_What to work on_
Copy out, from the entries below, each line that holds the string "bush".

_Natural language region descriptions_

══════

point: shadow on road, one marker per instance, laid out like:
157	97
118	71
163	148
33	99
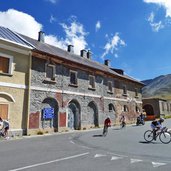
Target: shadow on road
117	128
145	142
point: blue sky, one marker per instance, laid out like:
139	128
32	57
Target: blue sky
135	35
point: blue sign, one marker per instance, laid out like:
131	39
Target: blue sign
48	113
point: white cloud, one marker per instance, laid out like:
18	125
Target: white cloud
156	26
98	25
52	19
166	4
52	1
112	45
27	25
75	35
20	22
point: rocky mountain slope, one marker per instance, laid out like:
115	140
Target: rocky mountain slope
159	87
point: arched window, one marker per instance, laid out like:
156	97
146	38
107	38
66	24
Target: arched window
111	107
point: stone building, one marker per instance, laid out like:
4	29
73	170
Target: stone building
76	91
64	91
14	79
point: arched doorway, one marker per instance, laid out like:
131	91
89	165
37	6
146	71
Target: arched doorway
74	116
49	116
93	114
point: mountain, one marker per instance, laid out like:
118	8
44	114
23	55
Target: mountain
159	87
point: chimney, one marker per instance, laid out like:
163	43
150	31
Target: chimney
41	37
83	53
89	54
71	48
107	62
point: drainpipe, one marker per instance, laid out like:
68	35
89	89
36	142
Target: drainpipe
29	89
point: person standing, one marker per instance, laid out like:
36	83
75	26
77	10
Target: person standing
123	121
4	124
6	128
107	123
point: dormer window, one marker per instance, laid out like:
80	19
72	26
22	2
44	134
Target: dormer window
91	82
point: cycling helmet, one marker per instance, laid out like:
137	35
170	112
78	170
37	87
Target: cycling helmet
161	119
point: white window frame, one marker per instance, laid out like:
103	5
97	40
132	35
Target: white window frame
76	79
91	86
11	58
54	69
110	87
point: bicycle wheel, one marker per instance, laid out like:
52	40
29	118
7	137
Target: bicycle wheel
1	126
165	137
105	131
148	135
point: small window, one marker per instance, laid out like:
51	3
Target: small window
124	90
111	108
73	78
125	108
136	92
50	72
6	64
110	86
91	82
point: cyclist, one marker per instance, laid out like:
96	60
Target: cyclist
107	123
156	125
123	120
5	126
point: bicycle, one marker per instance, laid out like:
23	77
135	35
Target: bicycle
105	130
1	129
163	134
123	124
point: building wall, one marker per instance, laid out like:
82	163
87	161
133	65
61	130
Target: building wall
15	87
160	107
89	102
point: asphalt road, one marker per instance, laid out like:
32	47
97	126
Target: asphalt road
121	150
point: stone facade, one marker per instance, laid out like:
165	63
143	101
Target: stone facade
13	86
88	106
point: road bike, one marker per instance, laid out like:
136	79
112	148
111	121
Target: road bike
163	134
105	130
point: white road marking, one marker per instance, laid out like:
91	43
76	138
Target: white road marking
156	164
72	142
52	161
136	160
116	158
99	155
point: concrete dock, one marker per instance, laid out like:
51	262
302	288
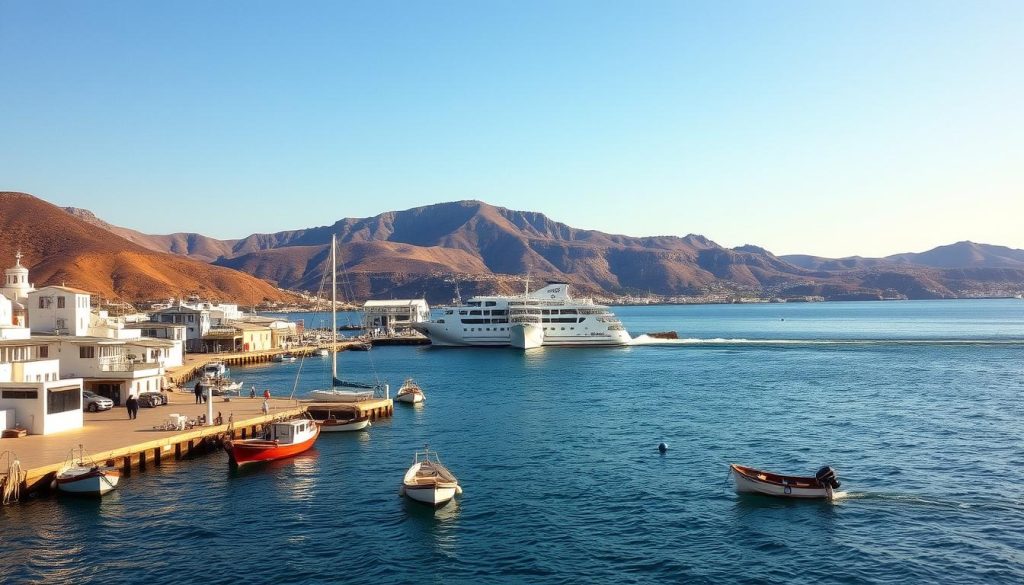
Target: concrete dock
133	445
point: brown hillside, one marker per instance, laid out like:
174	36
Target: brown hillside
59	247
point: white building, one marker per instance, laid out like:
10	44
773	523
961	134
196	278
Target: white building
9	328
15	282
32	393
394	315
64	310
197	324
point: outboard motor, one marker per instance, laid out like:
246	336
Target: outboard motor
826	476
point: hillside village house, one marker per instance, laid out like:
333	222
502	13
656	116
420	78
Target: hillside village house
238	337
283	332
33	395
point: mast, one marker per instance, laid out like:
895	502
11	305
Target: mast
334	312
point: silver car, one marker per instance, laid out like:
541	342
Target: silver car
95	403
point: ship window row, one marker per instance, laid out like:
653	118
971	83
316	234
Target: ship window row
563	320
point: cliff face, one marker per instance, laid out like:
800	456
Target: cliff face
422	251
61	247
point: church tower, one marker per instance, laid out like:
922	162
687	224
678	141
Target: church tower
15	282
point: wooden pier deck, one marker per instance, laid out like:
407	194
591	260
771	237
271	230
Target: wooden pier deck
194	362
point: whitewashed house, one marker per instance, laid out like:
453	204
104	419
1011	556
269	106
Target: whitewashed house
61	310
108	367
33	395
391	316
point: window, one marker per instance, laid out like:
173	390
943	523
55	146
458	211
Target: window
20	394
62	400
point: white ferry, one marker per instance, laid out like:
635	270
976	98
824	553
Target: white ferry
546	317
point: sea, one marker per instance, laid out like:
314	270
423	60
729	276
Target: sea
918	405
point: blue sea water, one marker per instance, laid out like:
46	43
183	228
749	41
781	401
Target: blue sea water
919	405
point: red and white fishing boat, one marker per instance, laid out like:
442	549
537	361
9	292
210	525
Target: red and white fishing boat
83	476
428	481
751	481
284	440
334	419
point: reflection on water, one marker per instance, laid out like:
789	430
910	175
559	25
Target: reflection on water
438	526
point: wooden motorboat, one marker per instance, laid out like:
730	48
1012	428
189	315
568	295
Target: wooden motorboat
339	420
83	476
751	481
284	440
410	392
336	395
429	482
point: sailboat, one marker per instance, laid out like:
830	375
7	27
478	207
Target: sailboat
82	475
333	394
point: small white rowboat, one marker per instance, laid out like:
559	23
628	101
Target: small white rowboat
81	475
751	481
429	482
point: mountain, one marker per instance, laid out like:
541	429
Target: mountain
61	247
965	255
424	251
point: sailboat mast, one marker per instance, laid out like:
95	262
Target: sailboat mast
334	311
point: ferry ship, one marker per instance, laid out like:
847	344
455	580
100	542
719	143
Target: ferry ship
543	318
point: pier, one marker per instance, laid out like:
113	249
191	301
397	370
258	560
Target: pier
195	362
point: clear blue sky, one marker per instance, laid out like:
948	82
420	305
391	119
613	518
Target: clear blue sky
832	128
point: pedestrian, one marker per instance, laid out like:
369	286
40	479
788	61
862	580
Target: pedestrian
132	405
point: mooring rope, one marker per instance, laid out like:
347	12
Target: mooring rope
11	483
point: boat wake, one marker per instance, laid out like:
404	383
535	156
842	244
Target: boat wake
644	340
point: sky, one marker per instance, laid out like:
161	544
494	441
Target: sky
826	128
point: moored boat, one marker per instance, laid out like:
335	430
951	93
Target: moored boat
429	482
339	420
410	392
284	440
751	481
83	476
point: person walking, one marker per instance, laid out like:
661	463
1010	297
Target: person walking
132	405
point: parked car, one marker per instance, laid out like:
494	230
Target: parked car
152	400
95	403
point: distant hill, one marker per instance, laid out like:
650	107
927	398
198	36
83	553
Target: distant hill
424	251
60	247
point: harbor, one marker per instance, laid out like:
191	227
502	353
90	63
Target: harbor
134	445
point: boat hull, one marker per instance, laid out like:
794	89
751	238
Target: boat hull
257	451
751	481
88	481
341	395
330	425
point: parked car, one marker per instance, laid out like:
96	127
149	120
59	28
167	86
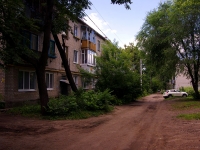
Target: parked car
174	92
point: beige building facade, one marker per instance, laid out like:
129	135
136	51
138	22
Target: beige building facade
19	83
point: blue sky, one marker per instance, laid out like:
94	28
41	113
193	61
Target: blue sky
117	22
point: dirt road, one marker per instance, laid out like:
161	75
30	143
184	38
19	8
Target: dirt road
148	124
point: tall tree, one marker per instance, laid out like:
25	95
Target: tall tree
51	16
172	33
114	73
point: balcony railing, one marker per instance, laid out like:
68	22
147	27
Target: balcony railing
89	45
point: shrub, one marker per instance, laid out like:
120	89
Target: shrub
62	105
81	101
189	90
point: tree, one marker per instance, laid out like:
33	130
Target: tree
170	36
114	72
159	57
185	16
52	17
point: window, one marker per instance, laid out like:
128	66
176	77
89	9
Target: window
75	56
75	31
75	80
52	53
31	40
88	57
49	81
84	56
93	83
91	57
26	81
84	84
98	45
66	54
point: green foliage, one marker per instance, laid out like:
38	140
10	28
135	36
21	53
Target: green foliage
187	104
62	105
81	101
194	116
115	72
189	90
27	110
170	39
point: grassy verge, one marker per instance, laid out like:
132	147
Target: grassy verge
194	116
187	104
33	111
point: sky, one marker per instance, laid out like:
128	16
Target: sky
116	22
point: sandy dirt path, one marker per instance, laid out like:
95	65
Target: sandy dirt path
148	124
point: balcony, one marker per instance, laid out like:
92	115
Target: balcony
86	44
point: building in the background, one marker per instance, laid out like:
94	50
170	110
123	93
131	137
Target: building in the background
18	82
182	81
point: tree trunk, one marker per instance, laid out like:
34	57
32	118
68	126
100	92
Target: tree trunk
65	63
195	87
41	65
44	99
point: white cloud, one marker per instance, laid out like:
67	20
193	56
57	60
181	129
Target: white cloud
101	24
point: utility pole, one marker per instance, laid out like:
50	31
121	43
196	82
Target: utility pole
141	72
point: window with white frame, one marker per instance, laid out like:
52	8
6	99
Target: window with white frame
31	40
26	81
52	53
98	45
84	84
75	31
93	83
75	56
75	80
84	56
49	81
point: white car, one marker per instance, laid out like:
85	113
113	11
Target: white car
174	92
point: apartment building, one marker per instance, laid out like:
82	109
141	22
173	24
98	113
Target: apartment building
19	83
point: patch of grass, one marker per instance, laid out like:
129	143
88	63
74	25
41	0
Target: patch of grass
194	116
186	104
33	110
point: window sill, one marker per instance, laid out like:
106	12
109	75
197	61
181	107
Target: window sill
52	56
77	38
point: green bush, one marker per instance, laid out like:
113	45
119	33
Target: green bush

══════

_Answer to the problem_
point: green bush, one marker per instance, laid out like:
Target: green bush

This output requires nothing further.